====== WORKING DATA

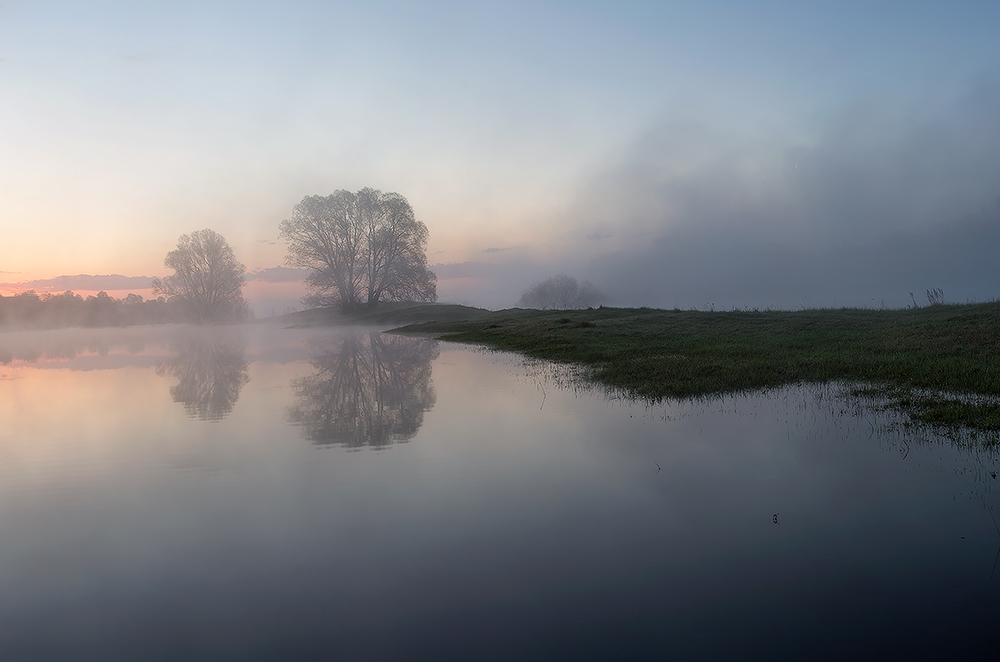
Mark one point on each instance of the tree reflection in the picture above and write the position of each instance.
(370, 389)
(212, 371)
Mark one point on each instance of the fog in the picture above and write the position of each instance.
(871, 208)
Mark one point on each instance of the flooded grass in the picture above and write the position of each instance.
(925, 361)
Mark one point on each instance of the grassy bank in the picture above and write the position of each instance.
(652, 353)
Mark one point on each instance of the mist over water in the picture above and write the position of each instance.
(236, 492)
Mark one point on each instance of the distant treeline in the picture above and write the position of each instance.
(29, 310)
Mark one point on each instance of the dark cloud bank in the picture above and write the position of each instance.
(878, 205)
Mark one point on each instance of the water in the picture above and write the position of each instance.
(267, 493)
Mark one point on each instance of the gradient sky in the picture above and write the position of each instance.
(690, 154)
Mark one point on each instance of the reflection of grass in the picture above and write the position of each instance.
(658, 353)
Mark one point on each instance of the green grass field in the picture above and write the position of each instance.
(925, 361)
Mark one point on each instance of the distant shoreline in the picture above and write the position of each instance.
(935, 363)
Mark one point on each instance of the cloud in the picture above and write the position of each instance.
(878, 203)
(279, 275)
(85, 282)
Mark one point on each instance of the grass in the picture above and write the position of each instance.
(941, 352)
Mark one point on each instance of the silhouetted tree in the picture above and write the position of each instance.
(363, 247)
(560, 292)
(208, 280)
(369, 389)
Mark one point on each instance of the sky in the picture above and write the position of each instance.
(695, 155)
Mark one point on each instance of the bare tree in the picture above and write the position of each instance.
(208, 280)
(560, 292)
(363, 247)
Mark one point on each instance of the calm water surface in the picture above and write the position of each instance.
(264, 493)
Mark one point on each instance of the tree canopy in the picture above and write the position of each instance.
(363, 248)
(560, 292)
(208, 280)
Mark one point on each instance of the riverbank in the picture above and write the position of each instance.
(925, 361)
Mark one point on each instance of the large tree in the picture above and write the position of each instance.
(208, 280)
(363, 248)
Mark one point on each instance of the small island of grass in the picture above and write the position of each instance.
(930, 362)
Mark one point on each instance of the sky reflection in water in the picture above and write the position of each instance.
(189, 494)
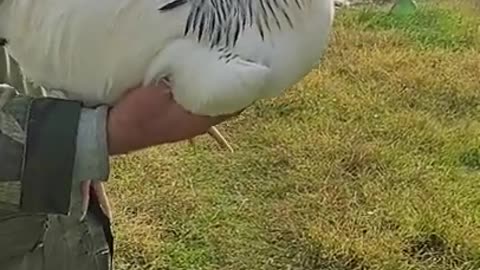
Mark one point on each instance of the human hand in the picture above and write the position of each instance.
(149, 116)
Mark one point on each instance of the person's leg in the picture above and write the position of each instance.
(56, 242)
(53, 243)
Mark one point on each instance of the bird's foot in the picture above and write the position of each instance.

============

Write out the material above once more, exactly as it reads, with no pictures.

(RESULT FOR THIS EXERCISE):
Mark one point on each instance of the tree reflection in the picture above and write the position of each instance.
(370, 389)
(212, 371)
Mark one point on each instance of the fog in the picture above and write the position of each instance.
(871, 208)
Mark one point on each instance of the flooded grass in the picture above and write the position of each instance.
(925, 361)
Mark one point on each instance of the grassy bank in the picture above and write the position of each instance.
(652, 353)
Mark one point on each instance of the mist over water in the picture above and write the position of each instance.
(236, 492)
Mark one point on each instance of the distant treeline in the picture above and write the position of each instance.
(29, 310)
Mark one point on each instance of the dark cloud bank in the picture above and write the position of each instance.
(878, 205)
Mark one point on each instance of the water in the picture above and write the position of each instance.
(267, 493)
Mark one point on each instance of the gradient sky in the picture above and write the position of each instance.
(690, 154)
Mark one point on each instance of the reflection of grass in the picture above and write the position of each instance.
(658, 353)
Mark one point on each instance of the green grass field in the picture above and write the position of each instance.
(925, 361)
Mark one point on each instance of the distant shoreline in the picture above and write the position of each instance.
(935, 363)
Mark one point on each instance of the cloud in the picture above and write the position of each instance.
(878, 203)
(279, 275)
(85, 282)
Mark one point on each instance of the grass in the picture above and write the position of each instance.
(941, 352)
Mark one point on each instance of the silhouetted tree in the picture above and write the position of each instance.
(363, 247)
(560, 292)
(208, 280)
(369, 389)
Mark one point on each instance of the sky in the picture above and write the position of each instance.
(695, 155)
Mark one point on each instance of the bare tree in the picture above and write the position of each instance.
(208, 280)
(560, 292)
(363, 247)
Mark one point on each instance of the calm water surface in the picture above and write the position of each instance.
(264, 493)
Mark one point on each instance of the tree canopy in the picture above and write the position of each instance.
(363, 248)
(560, 292)
(208, 280)
Mark one point on each instance of the riverbank in the picture above and write the position of each instance.
(925, 361)
Mark one point on each instance of the large tree in the picture above and write the position of each instance.
(208, 280)
(363, 248)
Mark one point on each instance of the small island of grass in the picture above and write the position of each instance.
(930, 362)
Mark one point on each instance of the sky reflection in water in the picture above and write the position of each instance.
(189, 494)
Mark one point on each instance of the human hand in the picture above and write the position of each instance.
(149, 116)
Mark one point on each instance of the person's leg in the picture above and write the position of each instance.
(56, 242)
(53, 243)
Mark one point on each instance of the bird's foot in the picture above and write the position of each instance.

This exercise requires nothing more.